■ **TEXT EXTRACT**
= = = =

- Genre: Telenovela Romance Drama
- Written by: Hilda Morales de Allous
- Directed by: Martha Luna Karina Duprez Miguel Córcega
- Starring: Lisette Morelos Eduardo Verástegui Aracely Arámbula Otto Sirgo Ana Martín
- Opening theme: Alma rebelde by Grupo Límite
- Country of origin: Mexico
- Original language: Spanish
- No. of episodes: 95

Production
- Executive producer: Nicandro Díaz González
- Producer: Ignacio Sada Madero
- Production locations: Televisa San Ángel Mexico City, Mexico
- Camera setup: Multi-camera
- Running time: 41-44 minutes
- Production company: Televisa

Original release
- Network: Canal de las Estrellas
- Release: July 19 – November 19, 1999

Related
- La indomable (1987)

= Alma rebelde =

Mexican telenovela

Alma rebelde (English: Rebellious Soul) is a Mexican telenovela produced by Nicandro Díaz González for Televisa in 1999. It is a remake of 1987 Mexican telenovela La indomable.

= = = =

■ **STORED DATA**
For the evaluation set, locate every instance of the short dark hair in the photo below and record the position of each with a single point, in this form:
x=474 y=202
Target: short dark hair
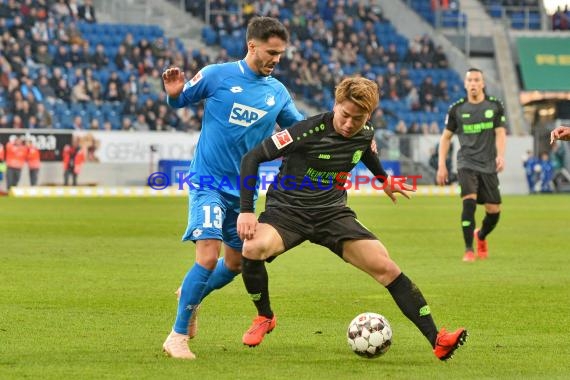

= = = =

■ **GOAL**
Please answer these questions about the Alma rebelde text:
1. How many episodes does it have?
2. Which network first aired it?
3. Which telenovela is it a remake of?
The lines have no connection to the text.

■ **TASK OUTPUT**
1. 95
2. Canal de las Estrellas
3. La indomable, a 1987 Mexican telenovela